_課題_.
1型糖尿病の文章のうち、「今日話題とする1型糖尿病は、2型とは全く成り立ちが違います。」を含む語句で始まり「ない人と同じ生活ができます。」で終わる部分を、「インシュリン」を「インスリン」に置き換えて書き直すこと。

_ページ抜粋_.
= = = =

3大生活習慣病の糖尿病については、よくご存知だと思いますが、これは2型糖尿病に分類されます。
今日話題とする1型糖尿病は、2型とは全く成り立ちが違います。
1型糖尿病について、日本内分泌学会の2022年5月の記載から抜粋します。
本来免疫機構は、外敵から身を守るために大切な働きをしてくれるのですが、何かの拍子に間違って自分の膵臓内にあるβ細胞を標的にしてしまい、破壊します。
そのためインシュリンが出なくなり、慢性高血糖状態となり、糖尿病を発症します。
急速にβ細胞が破壊されるため、様々な自己抗体が陽性となります。
原因の90%は、上に述べた自己抗体型で、残る10%については、原因不明です。
若年者(小児)に多い病気ですが、最近は小児1型糖尿病の発症率の増加と発症の若年化が指摘されています。
発症のピークは思春期にあり、それ以降は男女とも低下します。時に成人に発症することがあり、小児だけの病気ではありません。
国内における発症率は、10万人に対し1.4人~2.2人で少ない傾向です。
また発症とウイルス感染との関連が示唆されています。
通常遺伝性はありませんが、時に家族内発症が見られます。
典型的な症状は、のどが渇く 頻尿 倦怠感 体重減少 等いわゆる糖尿病の症状ですが、インシュリンが全くなくなった状態では、ケトン体が産出されるため、治療を早急に開始しないと大変危険な状態になります。
血糖コントロールのため、インシュリン投与は不可欠ですが、逆にインシュリン投与でコントロールがつけば、糖尿病のない人と同じ生活ができます。
以降はJAMA Ophthalmology に投稿された論文からの抜粋ですが、22歳未満で糖尿病と診断された米国ミネソタ州における1362人の住民の解析結果で、2型糖尿病児が糖尿病と診断されて15年以内に非増殖性網膜症を発症するリスクは、1型糖尿病児の2倍近く高い。
その理由は、1型なら発症後すぐに症状が出るが、2型は発症の時期が明確でなく、治療開始が遅れやすいためと述べられています。
1型であれば発症3~5年後から年1回、2型であれば発症直後から毎年検査をする必要がある となっています。
基本的には、糖尿病の病名がつけば、1年に1回の眼底検査は必ず受けてもらいたいと思いますが、血糖コントロールが不良の間は、特に要注意と考えます。

= = = =

_情報_.
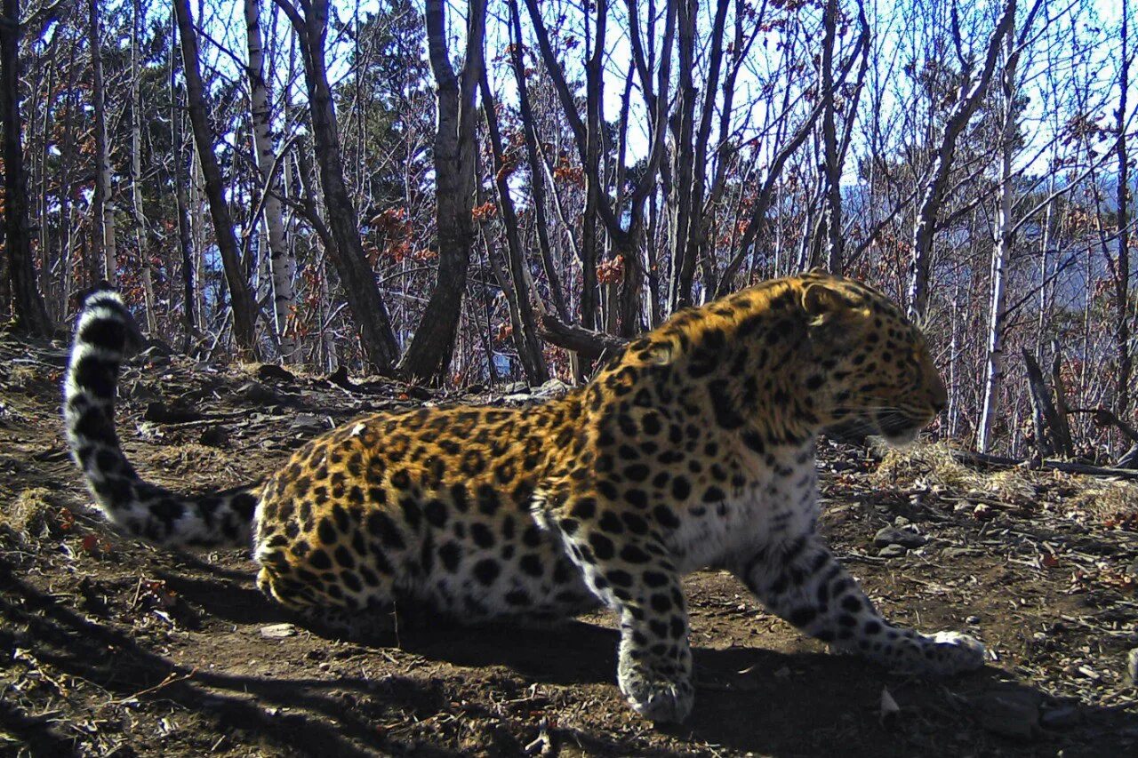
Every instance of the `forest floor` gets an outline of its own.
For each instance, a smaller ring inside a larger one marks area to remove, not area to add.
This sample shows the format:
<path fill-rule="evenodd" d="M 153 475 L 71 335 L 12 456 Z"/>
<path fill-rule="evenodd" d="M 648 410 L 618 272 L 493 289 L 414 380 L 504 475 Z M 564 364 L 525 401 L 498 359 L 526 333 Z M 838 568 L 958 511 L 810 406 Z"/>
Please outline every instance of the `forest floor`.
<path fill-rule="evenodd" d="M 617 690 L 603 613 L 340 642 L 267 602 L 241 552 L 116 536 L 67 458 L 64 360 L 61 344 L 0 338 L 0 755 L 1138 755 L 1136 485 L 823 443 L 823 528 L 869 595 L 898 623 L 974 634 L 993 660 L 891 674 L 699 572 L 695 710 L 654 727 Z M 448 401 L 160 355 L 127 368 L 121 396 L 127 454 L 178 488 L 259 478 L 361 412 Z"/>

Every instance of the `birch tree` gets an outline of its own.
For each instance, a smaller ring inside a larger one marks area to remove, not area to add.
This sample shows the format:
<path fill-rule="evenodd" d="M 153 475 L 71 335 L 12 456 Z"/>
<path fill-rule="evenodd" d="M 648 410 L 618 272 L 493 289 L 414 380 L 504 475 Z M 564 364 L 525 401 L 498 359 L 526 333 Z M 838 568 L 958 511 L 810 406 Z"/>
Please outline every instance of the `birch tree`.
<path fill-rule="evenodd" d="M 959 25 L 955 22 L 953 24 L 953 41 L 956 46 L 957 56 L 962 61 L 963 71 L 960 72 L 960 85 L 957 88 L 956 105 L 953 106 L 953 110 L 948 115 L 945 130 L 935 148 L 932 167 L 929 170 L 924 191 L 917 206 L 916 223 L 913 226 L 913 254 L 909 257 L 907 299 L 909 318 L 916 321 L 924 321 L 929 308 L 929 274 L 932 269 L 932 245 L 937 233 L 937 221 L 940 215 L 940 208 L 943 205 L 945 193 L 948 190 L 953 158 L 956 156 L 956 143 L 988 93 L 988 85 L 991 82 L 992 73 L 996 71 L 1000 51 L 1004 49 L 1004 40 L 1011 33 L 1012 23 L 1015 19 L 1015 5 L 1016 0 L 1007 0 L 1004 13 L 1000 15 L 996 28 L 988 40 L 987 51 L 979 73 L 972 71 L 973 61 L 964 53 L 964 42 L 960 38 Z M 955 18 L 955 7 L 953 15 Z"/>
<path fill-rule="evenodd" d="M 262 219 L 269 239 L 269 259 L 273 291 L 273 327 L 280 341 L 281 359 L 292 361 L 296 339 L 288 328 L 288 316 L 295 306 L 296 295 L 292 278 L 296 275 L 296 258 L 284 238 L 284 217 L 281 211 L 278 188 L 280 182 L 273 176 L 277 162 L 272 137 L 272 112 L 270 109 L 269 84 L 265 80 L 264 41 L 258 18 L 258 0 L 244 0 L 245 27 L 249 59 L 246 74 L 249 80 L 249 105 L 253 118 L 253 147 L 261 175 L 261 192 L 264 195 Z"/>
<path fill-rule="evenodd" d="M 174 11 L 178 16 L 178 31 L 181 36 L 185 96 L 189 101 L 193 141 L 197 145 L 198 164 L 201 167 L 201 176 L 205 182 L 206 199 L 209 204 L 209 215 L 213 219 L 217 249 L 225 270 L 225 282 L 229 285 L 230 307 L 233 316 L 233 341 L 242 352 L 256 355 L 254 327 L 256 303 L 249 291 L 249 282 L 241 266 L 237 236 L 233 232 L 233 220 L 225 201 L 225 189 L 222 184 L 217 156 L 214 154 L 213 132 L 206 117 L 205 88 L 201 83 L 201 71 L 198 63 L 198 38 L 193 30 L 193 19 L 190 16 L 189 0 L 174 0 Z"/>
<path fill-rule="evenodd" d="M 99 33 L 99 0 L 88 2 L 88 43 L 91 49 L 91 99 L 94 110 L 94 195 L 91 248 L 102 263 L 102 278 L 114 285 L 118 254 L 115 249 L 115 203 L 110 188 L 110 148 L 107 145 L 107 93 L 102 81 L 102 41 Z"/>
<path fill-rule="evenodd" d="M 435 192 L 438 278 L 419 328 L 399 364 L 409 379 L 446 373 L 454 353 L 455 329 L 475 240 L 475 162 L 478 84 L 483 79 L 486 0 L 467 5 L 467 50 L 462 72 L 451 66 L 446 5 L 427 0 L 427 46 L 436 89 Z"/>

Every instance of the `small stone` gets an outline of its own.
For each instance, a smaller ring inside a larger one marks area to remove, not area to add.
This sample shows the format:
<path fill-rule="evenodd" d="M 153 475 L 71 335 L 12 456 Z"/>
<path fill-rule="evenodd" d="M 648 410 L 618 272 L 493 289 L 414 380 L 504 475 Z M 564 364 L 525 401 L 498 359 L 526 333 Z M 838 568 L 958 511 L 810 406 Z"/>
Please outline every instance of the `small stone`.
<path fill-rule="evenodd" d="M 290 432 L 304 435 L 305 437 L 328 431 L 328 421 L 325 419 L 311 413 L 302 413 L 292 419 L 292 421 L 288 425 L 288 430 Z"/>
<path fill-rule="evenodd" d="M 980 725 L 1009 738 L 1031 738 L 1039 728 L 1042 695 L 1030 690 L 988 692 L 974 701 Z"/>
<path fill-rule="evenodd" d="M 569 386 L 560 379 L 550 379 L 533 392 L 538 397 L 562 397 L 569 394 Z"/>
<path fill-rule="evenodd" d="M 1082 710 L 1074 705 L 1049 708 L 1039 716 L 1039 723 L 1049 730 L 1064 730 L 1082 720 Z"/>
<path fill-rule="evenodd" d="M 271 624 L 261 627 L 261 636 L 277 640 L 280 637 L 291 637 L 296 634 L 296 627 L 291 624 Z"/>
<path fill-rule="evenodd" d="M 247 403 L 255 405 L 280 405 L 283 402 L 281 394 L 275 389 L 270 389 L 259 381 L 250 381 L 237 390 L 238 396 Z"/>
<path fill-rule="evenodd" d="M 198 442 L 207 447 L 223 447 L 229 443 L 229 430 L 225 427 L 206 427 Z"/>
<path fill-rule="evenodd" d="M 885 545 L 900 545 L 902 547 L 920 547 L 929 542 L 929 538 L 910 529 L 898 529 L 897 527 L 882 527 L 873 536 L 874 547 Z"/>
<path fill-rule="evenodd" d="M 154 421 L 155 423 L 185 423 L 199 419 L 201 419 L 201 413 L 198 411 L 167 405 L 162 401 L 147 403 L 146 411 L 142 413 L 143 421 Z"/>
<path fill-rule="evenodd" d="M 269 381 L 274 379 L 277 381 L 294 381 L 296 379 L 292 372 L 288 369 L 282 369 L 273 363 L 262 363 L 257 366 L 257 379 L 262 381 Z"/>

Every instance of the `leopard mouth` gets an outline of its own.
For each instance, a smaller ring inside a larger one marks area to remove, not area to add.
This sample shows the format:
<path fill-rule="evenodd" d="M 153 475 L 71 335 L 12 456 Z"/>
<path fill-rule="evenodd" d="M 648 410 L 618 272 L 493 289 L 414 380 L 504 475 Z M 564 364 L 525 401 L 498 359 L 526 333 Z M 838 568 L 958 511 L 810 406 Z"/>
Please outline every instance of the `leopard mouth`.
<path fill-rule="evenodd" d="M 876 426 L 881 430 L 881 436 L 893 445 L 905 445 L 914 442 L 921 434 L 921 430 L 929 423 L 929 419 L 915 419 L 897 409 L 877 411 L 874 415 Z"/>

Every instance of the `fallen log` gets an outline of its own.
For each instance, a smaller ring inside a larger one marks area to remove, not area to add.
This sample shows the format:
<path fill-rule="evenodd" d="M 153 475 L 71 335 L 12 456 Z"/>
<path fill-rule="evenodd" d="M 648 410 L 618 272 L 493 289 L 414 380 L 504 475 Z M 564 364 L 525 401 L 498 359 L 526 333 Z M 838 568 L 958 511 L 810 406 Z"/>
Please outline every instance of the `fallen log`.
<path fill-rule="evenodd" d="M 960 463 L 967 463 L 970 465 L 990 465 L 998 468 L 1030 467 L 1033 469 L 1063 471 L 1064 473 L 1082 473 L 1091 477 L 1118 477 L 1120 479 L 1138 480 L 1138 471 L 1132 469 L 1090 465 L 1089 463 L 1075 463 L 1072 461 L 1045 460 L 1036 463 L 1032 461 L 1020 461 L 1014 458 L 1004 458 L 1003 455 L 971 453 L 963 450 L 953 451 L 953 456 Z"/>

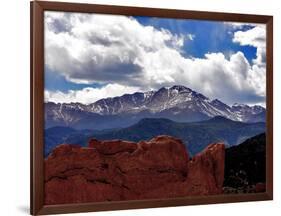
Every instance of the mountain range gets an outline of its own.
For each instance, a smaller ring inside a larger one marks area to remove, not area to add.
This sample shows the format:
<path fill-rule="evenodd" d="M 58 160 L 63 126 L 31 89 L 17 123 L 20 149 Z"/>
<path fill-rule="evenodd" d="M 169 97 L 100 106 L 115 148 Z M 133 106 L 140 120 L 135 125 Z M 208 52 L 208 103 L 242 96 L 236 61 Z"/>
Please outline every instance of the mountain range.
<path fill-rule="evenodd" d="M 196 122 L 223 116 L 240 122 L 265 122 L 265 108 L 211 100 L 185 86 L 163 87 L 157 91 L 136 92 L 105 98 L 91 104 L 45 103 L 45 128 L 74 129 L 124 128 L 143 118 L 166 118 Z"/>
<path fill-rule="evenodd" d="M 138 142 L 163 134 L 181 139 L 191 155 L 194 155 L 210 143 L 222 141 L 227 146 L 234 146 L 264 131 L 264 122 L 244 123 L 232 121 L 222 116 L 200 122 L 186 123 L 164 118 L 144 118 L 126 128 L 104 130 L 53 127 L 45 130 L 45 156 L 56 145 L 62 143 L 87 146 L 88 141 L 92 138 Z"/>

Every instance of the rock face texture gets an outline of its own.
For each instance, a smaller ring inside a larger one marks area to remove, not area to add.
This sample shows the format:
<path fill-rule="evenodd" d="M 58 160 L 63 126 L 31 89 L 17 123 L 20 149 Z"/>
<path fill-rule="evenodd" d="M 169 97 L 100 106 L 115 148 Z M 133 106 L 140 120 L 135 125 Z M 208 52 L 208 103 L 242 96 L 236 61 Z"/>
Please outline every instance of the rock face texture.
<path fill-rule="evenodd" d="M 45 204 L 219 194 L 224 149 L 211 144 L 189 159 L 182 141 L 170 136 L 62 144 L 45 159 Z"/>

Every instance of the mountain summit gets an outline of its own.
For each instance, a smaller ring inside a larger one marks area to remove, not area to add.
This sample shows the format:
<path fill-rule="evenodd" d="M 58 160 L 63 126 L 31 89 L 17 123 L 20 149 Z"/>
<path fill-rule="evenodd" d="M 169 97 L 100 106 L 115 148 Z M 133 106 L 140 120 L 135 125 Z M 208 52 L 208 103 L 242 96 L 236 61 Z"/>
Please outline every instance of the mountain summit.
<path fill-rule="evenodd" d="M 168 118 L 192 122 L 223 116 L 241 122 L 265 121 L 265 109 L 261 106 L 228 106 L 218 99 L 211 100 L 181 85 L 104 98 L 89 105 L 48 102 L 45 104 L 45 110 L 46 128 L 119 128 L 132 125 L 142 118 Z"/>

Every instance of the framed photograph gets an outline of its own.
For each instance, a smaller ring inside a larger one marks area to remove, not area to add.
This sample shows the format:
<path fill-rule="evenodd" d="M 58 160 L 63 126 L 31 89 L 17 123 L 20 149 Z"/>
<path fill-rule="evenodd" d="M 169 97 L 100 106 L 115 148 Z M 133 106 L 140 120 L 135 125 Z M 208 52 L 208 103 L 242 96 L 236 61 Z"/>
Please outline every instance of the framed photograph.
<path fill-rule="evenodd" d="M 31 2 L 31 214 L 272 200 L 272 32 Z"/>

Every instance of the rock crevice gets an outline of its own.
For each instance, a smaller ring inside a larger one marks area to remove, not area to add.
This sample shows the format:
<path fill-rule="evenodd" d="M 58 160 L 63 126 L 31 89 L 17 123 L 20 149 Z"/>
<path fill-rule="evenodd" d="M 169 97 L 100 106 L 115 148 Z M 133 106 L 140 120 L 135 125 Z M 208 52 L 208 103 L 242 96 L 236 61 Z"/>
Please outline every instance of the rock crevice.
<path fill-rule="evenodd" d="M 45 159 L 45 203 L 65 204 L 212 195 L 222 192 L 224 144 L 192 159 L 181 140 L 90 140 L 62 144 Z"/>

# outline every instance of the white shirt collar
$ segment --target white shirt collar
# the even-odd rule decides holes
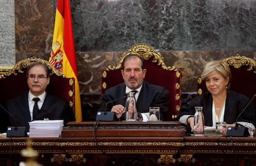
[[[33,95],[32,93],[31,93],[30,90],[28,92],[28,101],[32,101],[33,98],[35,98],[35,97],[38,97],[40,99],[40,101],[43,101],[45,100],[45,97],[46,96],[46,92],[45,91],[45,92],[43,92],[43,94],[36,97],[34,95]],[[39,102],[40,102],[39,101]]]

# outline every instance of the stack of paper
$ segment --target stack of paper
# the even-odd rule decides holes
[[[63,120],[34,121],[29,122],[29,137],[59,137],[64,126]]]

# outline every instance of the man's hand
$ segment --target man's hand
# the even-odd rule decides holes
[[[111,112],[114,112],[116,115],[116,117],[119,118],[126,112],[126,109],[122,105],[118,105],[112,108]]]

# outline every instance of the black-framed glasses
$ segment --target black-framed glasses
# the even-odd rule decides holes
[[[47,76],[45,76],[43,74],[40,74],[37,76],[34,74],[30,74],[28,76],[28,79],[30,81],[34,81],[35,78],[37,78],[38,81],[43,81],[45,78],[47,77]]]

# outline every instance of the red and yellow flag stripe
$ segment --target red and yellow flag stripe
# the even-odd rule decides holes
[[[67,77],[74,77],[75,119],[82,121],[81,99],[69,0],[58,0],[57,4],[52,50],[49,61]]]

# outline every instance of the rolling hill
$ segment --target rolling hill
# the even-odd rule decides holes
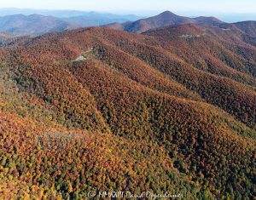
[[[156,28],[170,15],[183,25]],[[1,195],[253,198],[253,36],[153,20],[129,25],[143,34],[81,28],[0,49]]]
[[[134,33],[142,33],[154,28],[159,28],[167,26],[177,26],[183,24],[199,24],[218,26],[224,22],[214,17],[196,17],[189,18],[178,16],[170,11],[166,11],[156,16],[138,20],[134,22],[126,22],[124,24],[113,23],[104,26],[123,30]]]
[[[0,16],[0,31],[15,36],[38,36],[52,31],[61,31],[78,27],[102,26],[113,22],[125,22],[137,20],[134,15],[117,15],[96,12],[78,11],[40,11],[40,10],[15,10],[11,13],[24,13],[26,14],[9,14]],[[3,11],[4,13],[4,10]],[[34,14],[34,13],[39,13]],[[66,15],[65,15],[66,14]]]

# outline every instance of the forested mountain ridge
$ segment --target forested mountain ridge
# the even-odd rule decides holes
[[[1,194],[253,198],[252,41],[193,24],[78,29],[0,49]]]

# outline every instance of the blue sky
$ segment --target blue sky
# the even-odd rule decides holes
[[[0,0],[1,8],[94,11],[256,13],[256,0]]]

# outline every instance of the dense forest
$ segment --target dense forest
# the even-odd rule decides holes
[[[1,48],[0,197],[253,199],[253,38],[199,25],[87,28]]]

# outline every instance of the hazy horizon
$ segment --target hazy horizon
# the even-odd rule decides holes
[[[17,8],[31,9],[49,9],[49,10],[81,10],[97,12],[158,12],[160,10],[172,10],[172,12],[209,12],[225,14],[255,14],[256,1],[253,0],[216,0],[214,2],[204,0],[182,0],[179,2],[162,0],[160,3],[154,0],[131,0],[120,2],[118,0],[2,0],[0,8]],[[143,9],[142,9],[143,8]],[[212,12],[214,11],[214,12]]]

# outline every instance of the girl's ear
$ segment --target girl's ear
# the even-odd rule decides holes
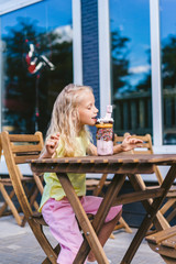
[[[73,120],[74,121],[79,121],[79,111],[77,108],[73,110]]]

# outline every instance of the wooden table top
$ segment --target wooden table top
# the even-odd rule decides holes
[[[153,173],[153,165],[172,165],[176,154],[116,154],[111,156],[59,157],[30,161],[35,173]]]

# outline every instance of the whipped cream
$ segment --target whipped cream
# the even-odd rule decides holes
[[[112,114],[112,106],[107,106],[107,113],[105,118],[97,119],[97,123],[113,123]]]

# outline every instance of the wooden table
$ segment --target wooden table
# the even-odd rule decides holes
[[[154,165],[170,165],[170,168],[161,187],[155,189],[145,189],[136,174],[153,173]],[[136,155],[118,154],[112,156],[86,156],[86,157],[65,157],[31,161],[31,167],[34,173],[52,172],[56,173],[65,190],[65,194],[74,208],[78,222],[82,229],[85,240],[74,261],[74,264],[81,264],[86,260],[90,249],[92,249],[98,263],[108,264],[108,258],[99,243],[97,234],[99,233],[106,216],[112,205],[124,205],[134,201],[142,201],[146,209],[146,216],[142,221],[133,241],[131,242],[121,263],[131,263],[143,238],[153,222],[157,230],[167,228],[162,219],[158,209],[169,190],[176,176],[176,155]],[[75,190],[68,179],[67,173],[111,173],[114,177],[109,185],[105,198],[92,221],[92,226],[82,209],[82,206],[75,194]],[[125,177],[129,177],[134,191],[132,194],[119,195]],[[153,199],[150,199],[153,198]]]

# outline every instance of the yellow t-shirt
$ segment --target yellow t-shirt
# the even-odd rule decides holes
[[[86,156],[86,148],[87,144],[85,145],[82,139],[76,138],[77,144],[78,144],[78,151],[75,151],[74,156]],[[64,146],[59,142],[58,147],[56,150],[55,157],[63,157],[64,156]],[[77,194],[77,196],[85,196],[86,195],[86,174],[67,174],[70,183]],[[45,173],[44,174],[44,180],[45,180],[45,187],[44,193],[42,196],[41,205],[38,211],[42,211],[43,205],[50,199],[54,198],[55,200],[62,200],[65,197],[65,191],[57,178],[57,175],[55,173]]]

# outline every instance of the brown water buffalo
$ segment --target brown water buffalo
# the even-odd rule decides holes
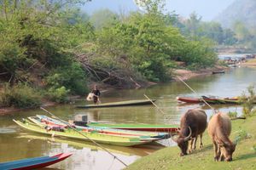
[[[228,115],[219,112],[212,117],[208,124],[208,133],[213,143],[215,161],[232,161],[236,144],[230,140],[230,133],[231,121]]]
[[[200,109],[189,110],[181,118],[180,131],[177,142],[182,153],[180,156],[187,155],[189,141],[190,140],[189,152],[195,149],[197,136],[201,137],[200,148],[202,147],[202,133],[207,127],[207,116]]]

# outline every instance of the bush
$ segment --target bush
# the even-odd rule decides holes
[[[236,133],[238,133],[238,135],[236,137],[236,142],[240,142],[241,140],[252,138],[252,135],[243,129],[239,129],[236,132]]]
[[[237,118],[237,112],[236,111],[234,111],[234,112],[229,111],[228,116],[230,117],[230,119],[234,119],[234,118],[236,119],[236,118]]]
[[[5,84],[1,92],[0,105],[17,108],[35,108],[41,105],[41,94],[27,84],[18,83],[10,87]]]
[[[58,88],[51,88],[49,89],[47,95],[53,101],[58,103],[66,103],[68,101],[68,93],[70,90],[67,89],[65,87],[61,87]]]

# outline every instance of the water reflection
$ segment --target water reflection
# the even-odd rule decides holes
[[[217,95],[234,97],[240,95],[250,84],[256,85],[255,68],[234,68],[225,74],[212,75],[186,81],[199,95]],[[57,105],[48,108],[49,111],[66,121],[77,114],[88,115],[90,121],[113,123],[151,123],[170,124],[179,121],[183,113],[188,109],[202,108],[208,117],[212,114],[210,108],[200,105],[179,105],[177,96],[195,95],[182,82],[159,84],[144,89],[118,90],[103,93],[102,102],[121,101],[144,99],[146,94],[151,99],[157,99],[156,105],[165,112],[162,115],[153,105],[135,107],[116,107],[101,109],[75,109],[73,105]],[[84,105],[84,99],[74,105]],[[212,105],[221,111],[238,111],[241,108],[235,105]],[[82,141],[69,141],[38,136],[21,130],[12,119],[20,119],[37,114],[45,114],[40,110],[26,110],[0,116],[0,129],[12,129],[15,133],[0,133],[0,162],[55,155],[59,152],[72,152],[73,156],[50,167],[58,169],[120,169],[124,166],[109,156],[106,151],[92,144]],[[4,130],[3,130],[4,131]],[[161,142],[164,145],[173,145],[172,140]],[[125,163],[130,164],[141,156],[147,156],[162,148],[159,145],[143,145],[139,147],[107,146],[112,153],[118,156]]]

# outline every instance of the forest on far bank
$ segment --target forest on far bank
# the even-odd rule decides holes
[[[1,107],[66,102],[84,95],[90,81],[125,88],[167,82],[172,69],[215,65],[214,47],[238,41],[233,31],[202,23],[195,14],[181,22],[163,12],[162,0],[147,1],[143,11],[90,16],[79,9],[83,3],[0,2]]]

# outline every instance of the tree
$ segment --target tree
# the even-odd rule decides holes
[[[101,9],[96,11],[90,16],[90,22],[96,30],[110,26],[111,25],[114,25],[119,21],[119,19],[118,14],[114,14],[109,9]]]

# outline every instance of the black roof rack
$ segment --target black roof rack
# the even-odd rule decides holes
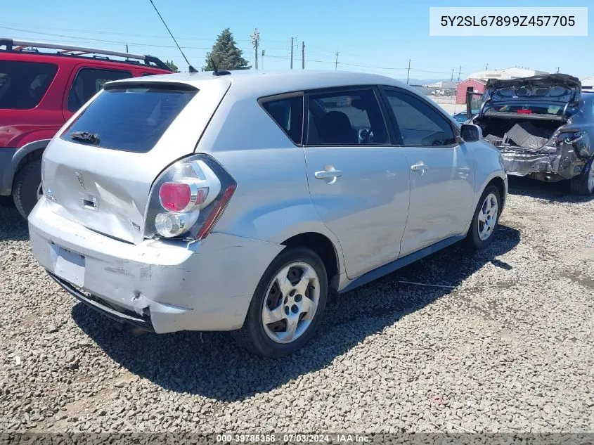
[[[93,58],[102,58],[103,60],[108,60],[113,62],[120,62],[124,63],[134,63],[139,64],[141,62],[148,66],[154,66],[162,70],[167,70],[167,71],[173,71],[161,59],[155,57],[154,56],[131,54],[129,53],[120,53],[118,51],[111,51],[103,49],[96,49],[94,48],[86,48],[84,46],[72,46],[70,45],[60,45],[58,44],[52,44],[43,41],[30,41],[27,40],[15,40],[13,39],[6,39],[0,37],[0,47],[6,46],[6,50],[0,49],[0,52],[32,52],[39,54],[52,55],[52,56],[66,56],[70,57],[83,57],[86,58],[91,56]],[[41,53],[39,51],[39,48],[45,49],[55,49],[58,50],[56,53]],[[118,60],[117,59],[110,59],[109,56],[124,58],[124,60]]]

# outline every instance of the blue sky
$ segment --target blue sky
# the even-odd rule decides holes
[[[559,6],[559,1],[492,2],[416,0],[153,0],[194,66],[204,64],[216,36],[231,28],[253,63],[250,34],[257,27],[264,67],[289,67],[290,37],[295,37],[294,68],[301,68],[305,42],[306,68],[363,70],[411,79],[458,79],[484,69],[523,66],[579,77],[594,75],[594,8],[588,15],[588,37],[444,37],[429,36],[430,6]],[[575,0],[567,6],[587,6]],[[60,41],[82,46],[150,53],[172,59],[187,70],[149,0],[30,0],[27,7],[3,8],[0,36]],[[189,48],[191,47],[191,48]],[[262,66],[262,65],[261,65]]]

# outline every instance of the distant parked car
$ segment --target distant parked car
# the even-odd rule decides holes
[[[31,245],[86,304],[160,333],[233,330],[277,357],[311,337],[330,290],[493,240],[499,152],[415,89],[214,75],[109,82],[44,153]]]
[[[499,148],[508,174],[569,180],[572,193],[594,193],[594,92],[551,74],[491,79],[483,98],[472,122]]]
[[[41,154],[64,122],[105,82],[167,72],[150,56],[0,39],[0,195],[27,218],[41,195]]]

= = = =

_解答_.
今日話題とする1型糖尿病は、2型とは全く成り立ちが違います。
1型糖尿病について、日本内分泌学会の2022年5月の記載から抜粋します。
本来免疫機構は、外敵から身を守るために大切な働きをしてくれるのですが、何かの拍子に間違って自分の膵臓内にあるβ細胞を標的にしてしまい、破壊します。
そのためインスリンが出なくなり、慢性高血糖状態となり、糖尿病を発症します。
急速にβ細胞が破壊されるため、様々な自己抗体が陽性となります。
原因の90%は、上に述べた自己抗体型で、残る10%については、原因不明です。
若年者(小児)に多い病気ですが、最近は小児1型糖尿病の発症率の増加と発症の若年化が指摘されています。
発症のピークは思春期にあり、それ以降は男女とも低下します。時に成人に発症することがあり、小児だけの病気ではありません。
国内における発症率は、10万人に対し1.4人~2.2人で少ない傾向です。
また発症とウイルス感染との関連が示唆されています。
通常遺伝性はありませんが、時に家族内発症が見られます。
典型的な症状は、のどが渇く 頻尿 倦怠感 体重減少 等いわゆる糖尿病の症状ですが、インスリンが全くなくなった状態では、ケトン体が産出されるため、治療を早急に開始しないと大変危険な状態になります。
血糖コントロールのため、インスリン投与は不可欠ですが、逆にインスリン投与でコントロールがつけば、糖尿病のない人と同じ生活ができます。